Tout s'enchaine alors pour aggraver son ressenti. Axel est convoqué au collège parce que son fils de 14 ans a dessiné deux de ses professeurs dans une pause dégradante ; sa fille de 18 ans déprime car elle est en plein chagrin d'amour, et l'oblige, lui qui est athée à aller brûler un cierge ; des amis de sa femme leur proposent de partir en vacances à Biarritz ensemble, pour faire du paddle ; et leur "gentil" voisin le traque à tous instants car c'est à eux à présent de lancer les invitations pour l'apéro obligatoire trimestriel...Or rien ne va plus, il n'a en pas envie du tout !
Dépassé par les événements et par sa vie familiale, Axel ne sait pas réagir comme il le faudrait.
Il ne peut... aller parler à son fils pour répondre à la demande de sa femme, quasi parfaite, elle, en toutes circonstances ; aller s'excuser auprès des professeurs de son fils ; dire non à ses amis. Il cafouille, se trompe de destinataire quand il envoie des textos, fantasme au lieu d'agir, imagine les rêves des gens qu'il croise, s'imagine lui-même parti Argentine pour fuir cette vie devenue bien trop compliquée pour lui...là-bas il serait un héros admiré par tous !
Pourquoi nous évertuons-nous à n'effectuer que des actes pourvus de sens ? Pourquoi une existence qui n'en a aucun devrait-elle être constituée d'une suite ordonnée de faits rationnels, et pourquoi ne nous mettrions-nous pas subitement à courir dans la rue...
Chaque événement porte en lui sa comédie autant que sa tragédie, tout est affaire de contexte...
Pourquoi Broadway me direz-vous ? C'est le titre d'un spectacle pour enfant qu'il avait été obligé d'aller voir quand sa fille, encore petite, y jouait !
Voici un livre qui invite à rire de nous-même car nous ne manquerons pas de nous reconnaître dans certaines des pensées ou des actes d'Axel. Pas dans toutes heureusement, car Axel est un inadapté social. Il est incapable de dire non, mais dès qu'il fait un choix, il le regrette immédiatement. De plus, il ne peut imaginer aucune situation sans voir aussitôt le pire, et souvent en effet le pire se produit mais quand ce n'est pas le cas, il n'en est pas forcément plus heureux pour autant.

### Consignes écrites
A – D'après l'extrait sur Axel, pourquoi le voisin le traque-t-il à tout instant ? Répondez en une à trois phrases.
B – Prolongez l'extrait sur Axel au-delà de sa dernière phrase.

### Données disponibles
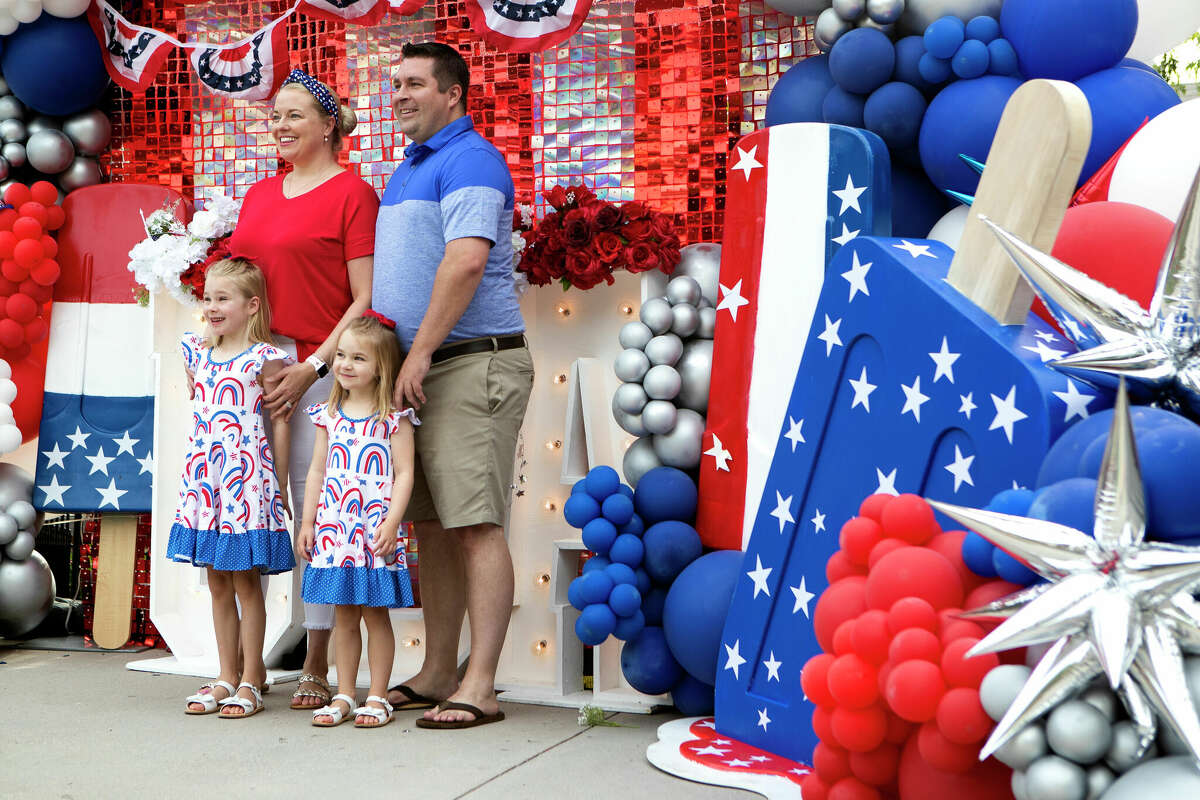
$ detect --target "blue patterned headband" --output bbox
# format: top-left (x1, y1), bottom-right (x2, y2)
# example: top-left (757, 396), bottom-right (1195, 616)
top-left (283, 70), bottom-right (337, 119)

### Réponses par consigne
A – Le voisin le traque parce que c'est désormais à Axel et à sa femme de lancer les invitations pour l'apéro obligatoire qui a lieu chaque trimestre.

B –
Tout cela vu de notre fauteuil est forcément amusant et je l'avoue j'ai beaucoup ri, ce n'est pas très gentil pour le héros, mais c'est ainsi.
Par contre, je pense qu'il faut apprendre à se laisser aller et à accepter quelques exagérations pour apprécier vraiment cette lecture, entrer dans les délires du héros, le suivre dans ses pensées, ses réactions forcément décalées...
S'il savait accepter la vie comme elle vient et ne pas se faire autant de soucis, ce serait finalement beaucoup moins drôle !
Grâce à beaucoup de finesse, à un ton détaché, à des descriptions réalistes et qui sonnent toujours juste, l'auteur sait provoquer beaucoup d'empathie pour son personnage.
Mais ne vous y trompez pas, c'est aussi un roman plus profond qu'il n'en a l'air car il parle de crise existentielle, de questionnements sur l'existence, de vie en société, et des enfants qui grandissent si vite que les parents un beau matin, découvrent des êtres qu'ils ne reconnaissent pas toujours, et ne savent plus comment gérer.
Un livre qui m'a fait du bien en ces temps de morosité ambiante, j'espère qu'il en sera de même pour vous !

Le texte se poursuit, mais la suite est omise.